Please output the data exactly, without omitting anything.

━━ Records for the task ━━

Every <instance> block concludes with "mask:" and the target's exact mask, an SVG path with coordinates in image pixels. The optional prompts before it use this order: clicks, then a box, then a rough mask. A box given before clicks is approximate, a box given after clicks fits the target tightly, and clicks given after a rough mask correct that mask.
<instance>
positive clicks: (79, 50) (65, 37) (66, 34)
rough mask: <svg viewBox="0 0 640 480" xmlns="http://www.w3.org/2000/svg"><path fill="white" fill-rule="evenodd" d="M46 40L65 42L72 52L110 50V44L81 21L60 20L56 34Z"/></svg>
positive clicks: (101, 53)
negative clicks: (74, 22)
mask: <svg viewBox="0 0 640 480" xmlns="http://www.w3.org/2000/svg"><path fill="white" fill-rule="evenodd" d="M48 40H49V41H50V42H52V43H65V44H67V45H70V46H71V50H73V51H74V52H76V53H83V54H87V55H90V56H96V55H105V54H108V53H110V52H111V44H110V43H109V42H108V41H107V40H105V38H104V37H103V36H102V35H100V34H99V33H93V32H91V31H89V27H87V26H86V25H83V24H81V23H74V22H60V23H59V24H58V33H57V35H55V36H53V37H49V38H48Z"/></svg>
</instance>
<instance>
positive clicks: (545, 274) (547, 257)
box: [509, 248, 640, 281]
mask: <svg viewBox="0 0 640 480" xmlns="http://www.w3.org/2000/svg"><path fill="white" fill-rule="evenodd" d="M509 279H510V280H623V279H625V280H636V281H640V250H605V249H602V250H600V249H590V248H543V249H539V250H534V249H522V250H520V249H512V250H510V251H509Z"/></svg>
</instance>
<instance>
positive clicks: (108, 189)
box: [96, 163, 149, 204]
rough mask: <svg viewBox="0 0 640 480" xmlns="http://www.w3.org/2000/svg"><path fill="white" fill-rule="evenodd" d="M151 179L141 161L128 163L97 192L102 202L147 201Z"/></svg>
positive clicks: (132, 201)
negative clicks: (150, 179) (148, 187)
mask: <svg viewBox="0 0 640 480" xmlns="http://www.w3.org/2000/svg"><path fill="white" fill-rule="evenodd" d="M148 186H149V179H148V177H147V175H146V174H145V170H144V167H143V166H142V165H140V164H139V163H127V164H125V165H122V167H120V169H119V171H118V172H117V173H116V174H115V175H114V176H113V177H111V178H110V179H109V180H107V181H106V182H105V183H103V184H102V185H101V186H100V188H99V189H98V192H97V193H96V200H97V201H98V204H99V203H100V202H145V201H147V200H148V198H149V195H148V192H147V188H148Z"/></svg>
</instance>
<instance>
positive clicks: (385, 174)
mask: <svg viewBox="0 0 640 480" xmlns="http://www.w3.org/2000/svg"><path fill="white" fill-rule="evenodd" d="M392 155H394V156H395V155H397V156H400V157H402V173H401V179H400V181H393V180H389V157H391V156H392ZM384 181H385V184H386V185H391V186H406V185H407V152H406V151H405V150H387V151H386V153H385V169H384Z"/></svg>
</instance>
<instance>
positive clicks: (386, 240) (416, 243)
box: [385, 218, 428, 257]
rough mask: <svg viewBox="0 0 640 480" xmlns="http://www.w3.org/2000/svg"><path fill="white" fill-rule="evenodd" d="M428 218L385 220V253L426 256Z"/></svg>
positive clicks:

━━━

▶ [Result for this task]:
Every <instance> block concludes with "mask:" and the target's exact mask, an SVG path with coordinates in image pixels. The optional prompts before it use this order: clicks, then a box, then a rough mask. A box given before clicks is approximate, a box given after clicks fits the target tightly, and clicks given after a rough mask correct that mask.
<instance>
positive clicks: (79, 50) (65, 37) (66, 34)
rough mask: <svg viewBox="0 0 640 480" xmlns="http://www.w3.org/2000/svg"><path fill="white" fill-rule="evenodd" d="M46 40L65 42L72 52L110 50V44L81 21L60 20L56 34Z"/></svg>
positive clicks: (101, 53)
negative clicks: (74, 22)
mask: <svg viewBox="0 0 640 480" xmlns="http://www.w3.org/2000/svg"><path fill="white" fill-rule="evenodd" d="M48 40H49V41H50V42H52V43H65V44H67V45H70V46H71V50H73V51H74V52H76V53H83V54H87V55H90V56H96V55H105V54H108V53H110V52H111V44H110V43H109V42H108V41H107V40H105V38H104V37H103V36H102V35H100V34H99V33H93V32H91V31H89V27H87V26H86V25H83V24H81V23H74V22H60V23H59V24H58V33H57V35H55V36H53V37H49V38H48Z"/></svg>
</instance>
<instance>
positive clicks: (545, 274) (547, 257)
box: [509, 248, 640, 281]
mask: <svg viewBox="0 0 640 480" xmlns="http://www.w3.org/2000/svg"><path fill="white" fill-rule="evenodd" d="M509 279H510V280H623V279H625V280H636V281H640V250H605V249H602V250H600V249H590V248H543V249H539V250H534V249H522V250H520V249H512V250H510V251H509Z"/></svg>
</instance>
<instance>
positive clicks: (108, 189)
box: [96, 163, 149, 204]
rough mask: <svg viewBox="0 0 640 480" xmlns="http://www.w3.org/2000/svg"><path fill="white" fill-rule="evenodd" d="M151 179L141 161L128 163L97 192L102 202L147 201Z"/></svg>
positive clicks: (132, 201)
negative clicks: (150, 179) (148, 187)
mask: <svg viewBox="0 0 640 480" xmlns="http://www.w3.org/2000/svg"><path fill="white" fill-rule="evenodd" d="M148 186H149V179H148V177H147V175H146V174H145V170H144V167H143V166H142V165H140V164H139V163H127V164H125V165H122V167H120V169H119V171H118V172H117V173H116V174H115V175H114V176H113V177H111V178H110V179H109V180H107V181H106V182H105V183H103V184H102V185H101V186H100V188H99V189H98V192H97V193H96V200H97V201H98V204H99V203H100V202H145V201H147V200H148V198H149V195H148V192H147V188H148Z"/></svg>
</instance>
<instance>
positive clicks: (385, 174)
mask: <svg viewBox="0 0 640 480" xmlns="http://www.w3.org/2000/svg"><path fill="white" fill-rule="evenodd" d="M392 155H394V156H395V155H397V156H400V157H402V173H401V179H400V181H393V180H389V157H391V156H392ZM384 181H385V184H386V185H391V186H406V185H407V152H406V151H405V150H387V151H386V153H385V169H384Z"/></svg>
</instance>
<instance>
positive clicks: (386, 240) (416, 243)
box: [385, 218, 428, 257]
rough mask: <svg viewBox="0 0 640 480" xmlns="http://www.w3.org/2000/svg"><path fill="white" fill-rule="evenodd" d="M428 218L385 220V253L426 256Z"/></svg>
positive clicks:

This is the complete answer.